Collected data entries:
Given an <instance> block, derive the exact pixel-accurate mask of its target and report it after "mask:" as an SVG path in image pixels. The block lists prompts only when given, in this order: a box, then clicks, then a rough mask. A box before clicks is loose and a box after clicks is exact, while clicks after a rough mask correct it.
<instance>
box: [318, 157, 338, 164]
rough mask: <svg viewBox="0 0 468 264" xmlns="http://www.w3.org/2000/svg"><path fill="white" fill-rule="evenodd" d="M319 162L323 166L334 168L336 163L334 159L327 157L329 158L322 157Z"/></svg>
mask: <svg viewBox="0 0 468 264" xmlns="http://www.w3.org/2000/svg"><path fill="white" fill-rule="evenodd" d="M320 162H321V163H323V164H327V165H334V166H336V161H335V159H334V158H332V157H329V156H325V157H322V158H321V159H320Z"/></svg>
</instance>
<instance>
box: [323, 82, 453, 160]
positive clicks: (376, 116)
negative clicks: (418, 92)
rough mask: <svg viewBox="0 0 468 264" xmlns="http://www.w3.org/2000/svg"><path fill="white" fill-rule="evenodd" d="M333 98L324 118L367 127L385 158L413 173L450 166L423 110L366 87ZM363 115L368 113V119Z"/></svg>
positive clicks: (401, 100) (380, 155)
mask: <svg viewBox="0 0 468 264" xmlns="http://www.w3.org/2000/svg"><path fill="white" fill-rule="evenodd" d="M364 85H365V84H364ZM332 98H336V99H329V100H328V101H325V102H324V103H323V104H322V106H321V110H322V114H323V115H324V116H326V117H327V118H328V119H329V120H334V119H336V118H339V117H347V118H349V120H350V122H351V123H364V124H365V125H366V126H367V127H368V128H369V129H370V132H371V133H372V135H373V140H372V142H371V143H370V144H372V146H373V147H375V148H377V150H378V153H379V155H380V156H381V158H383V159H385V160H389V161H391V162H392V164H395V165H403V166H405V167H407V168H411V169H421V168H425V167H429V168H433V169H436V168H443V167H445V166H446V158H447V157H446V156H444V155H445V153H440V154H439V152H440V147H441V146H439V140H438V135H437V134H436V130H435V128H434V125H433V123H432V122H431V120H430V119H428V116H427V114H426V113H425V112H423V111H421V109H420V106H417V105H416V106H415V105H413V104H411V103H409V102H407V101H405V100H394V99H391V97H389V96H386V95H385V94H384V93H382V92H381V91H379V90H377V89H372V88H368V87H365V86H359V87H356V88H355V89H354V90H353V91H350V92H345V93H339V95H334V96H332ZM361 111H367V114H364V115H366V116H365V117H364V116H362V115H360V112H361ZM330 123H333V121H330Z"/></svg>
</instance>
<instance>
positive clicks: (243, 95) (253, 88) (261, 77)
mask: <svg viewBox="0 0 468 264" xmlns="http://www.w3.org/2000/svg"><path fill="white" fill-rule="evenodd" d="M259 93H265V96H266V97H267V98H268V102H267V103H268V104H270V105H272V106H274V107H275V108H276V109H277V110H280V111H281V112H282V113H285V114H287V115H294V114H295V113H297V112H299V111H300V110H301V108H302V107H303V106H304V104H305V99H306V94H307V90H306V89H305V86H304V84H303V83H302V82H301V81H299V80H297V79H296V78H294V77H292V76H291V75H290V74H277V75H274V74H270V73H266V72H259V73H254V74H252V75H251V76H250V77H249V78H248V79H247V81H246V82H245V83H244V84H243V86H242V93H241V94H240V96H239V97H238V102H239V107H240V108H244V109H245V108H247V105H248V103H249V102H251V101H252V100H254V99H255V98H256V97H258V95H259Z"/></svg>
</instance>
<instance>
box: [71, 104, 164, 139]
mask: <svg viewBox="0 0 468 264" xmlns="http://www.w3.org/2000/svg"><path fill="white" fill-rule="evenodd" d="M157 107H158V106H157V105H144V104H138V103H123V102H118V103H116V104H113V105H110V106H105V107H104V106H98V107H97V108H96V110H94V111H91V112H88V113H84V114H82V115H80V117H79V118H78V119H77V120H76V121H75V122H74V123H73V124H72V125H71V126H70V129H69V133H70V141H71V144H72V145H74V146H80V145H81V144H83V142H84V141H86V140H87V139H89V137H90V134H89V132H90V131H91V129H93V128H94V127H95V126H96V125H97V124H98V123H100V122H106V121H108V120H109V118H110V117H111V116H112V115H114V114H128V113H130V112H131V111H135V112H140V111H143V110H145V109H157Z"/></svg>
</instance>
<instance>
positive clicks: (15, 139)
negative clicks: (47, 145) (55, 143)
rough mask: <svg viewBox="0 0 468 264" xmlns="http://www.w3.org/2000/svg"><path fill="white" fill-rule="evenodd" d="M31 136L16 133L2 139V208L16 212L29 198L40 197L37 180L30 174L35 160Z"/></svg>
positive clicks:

# [REQUIRED ACTION]
Pick out every line of the items above that contains the word "rough", and copy each one in full.

# [EXERCISE RESULT]
Given an <instance> block, derive the exact pixel-accurate mask of its target and report it after "mask:" as an SVG path in image pixels. The block lists prompts only when given, in this order: a box, then clicks, then a rough mask. A box before clicks is loose and a box after clicks is exact, while clicks after a rough mask correct it.
rough mask: <svg viewBox="0 0 468 264" xmlns="http://www.w3.org/2000/svg"><path fill="white" fill-rule="evenodd" d="M319 162L323 166L334 168L336 163L334 159L327 157L329 158L322 157Z"/></svg>
rough mask: <svg viewBox="0 0 468 264" xmlns="http://www.w3.org/2000/svg"><path fill="white" fill-rule="evenodd" d="M333 98L324 118L367 127L385 158L413 173L450 166L423 110L366 87ZM363 115L368 113V119Z"/></svg>
rough mask: <svg viewBox="0 0 468 264" xmlns="http://www.w3.org/2000/svg"><path fill="white" fill-rule="evenodd" d="M31 136L16 133L2 139V208L16 212L29 198L40 197L37 180L30 174L35 160Z"/></svg>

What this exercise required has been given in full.